▸ **What to do**
Please return only the lines from the one holding "Target: woman in white top" through the one holding "Target: downspout", exactly as they appear in the records below, both ends included.

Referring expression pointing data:
* * * *
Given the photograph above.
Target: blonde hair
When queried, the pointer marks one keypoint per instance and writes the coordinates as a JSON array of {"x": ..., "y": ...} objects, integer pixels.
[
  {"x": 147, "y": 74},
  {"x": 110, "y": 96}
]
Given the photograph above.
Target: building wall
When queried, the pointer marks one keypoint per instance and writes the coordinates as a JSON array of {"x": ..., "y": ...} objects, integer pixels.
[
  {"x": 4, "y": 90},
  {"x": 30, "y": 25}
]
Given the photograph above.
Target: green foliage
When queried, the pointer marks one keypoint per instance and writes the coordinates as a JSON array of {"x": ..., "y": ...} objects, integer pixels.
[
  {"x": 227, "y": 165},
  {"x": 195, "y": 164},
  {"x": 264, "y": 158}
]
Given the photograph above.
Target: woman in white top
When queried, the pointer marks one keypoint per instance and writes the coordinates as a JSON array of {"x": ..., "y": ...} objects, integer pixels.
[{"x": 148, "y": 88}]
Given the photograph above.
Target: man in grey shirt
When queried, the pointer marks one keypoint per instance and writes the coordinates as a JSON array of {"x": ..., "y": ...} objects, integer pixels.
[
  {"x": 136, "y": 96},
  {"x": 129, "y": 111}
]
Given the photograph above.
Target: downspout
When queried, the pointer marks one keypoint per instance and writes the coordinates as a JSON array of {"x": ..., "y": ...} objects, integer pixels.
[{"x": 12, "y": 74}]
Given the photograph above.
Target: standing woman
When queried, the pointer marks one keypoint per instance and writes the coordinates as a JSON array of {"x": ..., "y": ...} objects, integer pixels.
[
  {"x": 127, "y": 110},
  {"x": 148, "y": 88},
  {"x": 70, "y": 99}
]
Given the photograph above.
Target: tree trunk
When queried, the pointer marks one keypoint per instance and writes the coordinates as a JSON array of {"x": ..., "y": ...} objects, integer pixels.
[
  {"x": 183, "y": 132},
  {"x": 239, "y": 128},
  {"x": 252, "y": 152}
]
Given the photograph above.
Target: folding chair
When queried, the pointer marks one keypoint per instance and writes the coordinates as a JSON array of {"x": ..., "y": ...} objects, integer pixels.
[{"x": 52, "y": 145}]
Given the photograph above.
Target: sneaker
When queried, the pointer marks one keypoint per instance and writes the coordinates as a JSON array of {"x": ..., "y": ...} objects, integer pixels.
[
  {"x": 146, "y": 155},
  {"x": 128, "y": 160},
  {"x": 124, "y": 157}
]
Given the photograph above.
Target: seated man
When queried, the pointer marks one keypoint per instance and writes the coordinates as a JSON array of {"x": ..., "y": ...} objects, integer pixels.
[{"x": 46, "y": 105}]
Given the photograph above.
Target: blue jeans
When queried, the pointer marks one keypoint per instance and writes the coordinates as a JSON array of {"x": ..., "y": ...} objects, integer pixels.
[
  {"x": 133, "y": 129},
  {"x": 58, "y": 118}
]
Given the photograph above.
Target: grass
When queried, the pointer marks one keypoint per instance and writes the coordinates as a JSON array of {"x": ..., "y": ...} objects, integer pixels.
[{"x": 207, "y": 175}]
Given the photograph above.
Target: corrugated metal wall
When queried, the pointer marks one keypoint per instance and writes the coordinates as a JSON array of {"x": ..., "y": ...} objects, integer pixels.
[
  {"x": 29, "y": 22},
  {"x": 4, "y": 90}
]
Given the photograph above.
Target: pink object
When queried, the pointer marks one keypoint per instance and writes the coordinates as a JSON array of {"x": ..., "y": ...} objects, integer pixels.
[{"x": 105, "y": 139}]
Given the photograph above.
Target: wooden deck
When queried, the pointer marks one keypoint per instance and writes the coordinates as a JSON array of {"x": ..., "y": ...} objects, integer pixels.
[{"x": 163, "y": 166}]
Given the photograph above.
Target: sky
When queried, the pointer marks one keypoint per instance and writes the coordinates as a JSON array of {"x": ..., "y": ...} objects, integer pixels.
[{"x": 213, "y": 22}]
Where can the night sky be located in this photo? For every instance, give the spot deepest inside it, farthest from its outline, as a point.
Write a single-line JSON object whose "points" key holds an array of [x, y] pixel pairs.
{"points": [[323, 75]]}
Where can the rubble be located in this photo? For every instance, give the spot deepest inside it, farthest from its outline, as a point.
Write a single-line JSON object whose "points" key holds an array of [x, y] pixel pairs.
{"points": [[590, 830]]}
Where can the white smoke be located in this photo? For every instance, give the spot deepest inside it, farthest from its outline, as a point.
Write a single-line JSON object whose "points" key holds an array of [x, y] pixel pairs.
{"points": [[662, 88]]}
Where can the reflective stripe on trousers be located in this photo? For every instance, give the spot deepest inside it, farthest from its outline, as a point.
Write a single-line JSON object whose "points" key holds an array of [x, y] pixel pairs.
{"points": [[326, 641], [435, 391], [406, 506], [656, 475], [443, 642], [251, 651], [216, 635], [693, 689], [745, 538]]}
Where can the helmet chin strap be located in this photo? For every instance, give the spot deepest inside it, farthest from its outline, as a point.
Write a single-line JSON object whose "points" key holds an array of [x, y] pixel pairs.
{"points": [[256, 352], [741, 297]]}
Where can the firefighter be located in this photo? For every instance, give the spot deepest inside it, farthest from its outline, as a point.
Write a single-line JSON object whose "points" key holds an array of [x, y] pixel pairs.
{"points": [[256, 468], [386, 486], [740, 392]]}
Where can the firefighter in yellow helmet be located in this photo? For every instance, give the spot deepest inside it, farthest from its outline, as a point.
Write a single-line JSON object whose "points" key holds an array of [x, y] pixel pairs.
* * * *
▸ **Answer space**
Target: woman in white top
When queried, the pointer marks one keypoint per instance and writes the coordinates as a JSON array of {"x": ..., "y": ...} objects, integer pixels.
[{"x": 148, "y": 88}]
Given the photograph above.
Target: man in grey shirt
When queried, the pointer marks one keypoint per instance and writes the coordinates as a JSON array of {"x": ..., "y": ...} objects, integer pixels.
[
  {"x": 136, "y": 96},
  {"x": 129, "y": 111}
]
Given the photograph above.
Target: downspout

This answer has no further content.